__YOUR TASK__
Please extract every one of the items below, reproducing each line word for word.

__DATA SHOWN__
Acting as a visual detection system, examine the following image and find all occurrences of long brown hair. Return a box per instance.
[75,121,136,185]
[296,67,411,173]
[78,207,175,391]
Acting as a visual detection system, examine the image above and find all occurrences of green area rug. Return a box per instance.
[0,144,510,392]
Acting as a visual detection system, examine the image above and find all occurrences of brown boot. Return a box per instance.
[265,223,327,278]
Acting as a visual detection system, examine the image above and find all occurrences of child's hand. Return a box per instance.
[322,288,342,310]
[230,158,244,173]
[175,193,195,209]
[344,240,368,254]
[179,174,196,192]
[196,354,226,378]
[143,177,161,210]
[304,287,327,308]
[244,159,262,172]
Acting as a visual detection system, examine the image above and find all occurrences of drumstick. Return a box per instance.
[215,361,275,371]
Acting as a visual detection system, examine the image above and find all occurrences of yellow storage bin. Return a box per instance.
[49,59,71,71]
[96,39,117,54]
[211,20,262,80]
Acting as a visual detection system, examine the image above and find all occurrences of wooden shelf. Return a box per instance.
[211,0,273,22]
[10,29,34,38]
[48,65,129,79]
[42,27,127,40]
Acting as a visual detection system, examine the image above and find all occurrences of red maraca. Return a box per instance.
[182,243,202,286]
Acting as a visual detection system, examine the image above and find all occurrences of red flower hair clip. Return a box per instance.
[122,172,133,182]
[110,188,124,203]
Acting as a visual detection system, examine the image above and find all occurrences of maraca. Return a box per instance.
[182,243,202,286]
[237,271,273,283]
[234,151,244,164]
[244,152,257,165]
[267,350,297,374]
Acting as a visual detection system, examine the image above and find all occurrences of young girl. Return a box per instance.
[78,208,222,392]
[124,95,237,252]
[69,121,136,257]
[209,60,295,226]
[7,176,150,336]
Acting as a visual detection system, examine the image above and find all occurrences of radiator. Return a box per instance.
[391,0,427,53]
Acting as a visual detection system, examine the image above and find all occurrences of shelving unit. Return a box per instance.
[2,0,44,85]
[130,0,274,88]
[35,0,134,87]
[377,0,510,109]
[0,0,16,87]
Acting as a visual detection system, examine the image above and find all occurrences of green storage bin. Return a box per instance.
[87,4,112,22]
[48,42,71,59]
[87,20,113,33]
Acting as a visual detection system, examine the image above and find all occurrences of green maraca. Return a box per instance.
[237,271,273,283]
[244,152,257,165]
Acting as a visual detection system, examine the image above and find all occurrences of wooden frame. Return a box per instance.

__SOLUTION__
Acting as a visual detection system, examine the following image and find all occurrences of long brown hair. Return a box per instance.
[75,121,136,185]
[296,67,411,173]
[78,207,175,391]
Acting as a visual detection system, examine the image above and find all occurrences of green area rug. Return a box per instance.
[0,144,510,392]
Acting as a visual detection system, examine the image above and find all occurrences of brown boot. Return a box per instance.
[265,223,327,278]
Acting as a visual detection system, examine the image above and find all occurrences of child's hand. Return a box per instance.
[322,288,342,310]
[230,158,244,173]
[175,193,195,209]
[344,240,368,254]
[179,174,196,192]
[196,354,226,378]
[143,177,161,210]
[304,287,327,308]
[244,159,262,172]
Acting as a visual detection system, examine the image above and find all occurrences of drumstick. Return a box per instance.
[215,361,275,371]
Acting as a visual detection system, examine the image above and find all occurrences of yellow storage bin. Return a box per instance.
[49,59,71,71]
[96,39,117,54]
[211,20,262,80]
Acting as a visual detection system, examine the image above and find all occurrences of wooden shelf. Return a box per instance.
[211,0,273,22]
[10,29,34,38]
[48,65,129,79]
[42,27,127,40]
Acting as a visual detection system, examine the image above and find all occurrences of red maraca. Return a box per instance.
[182,243,202,286]
Acting as a visual detection system, examine the image above and find all occurrences of red flower hair clip. Return a box per instance.
[122,172,133,182]
[110,188,124,203]
Acting as a visual detection system, examine the image above and find all occurrences of maraca. Return a box per instance.
[182,243,202,286]
[237,271,273,283]
[234,151,244,164]
[244,152,257,165]
[267,350,297,374]
Acting as a visual detection system, examine the image above and find all occurrences of young girl. Return a box per instance.
[78,208,222,392]
[124,95,237,252]
[69,121,136,257]
[209,60,295,226]
[7,176,150,336]
Acting as a visual detection system, examine the image above and find all occurrences of radiator. Return a box per instance.
[391,0,427,53]
Acting as a visual detection system, examine the image above and find all occurrences of shelving unit. Return a box per instance.
[2,0,44,85]
[130,0,274,88]
[35,0,134,87]
[377,0,510,109]
[0,0,16,87]
Acting as a visual detection system, examine the image above and find all occurrences of green storage bin. Return a box per instance.
[87,4,112,22]
[48,42,71,59]
[87,20,113,33]
Acting as a visual detection system, examine the image above and find all occurrences of green maraca. Return a box per instance.
[237,271,273,283]
[244,152,257,165]
Acting as a visual detection system, examine the image above and find all occurrences of wooden frame. Return a box per instance.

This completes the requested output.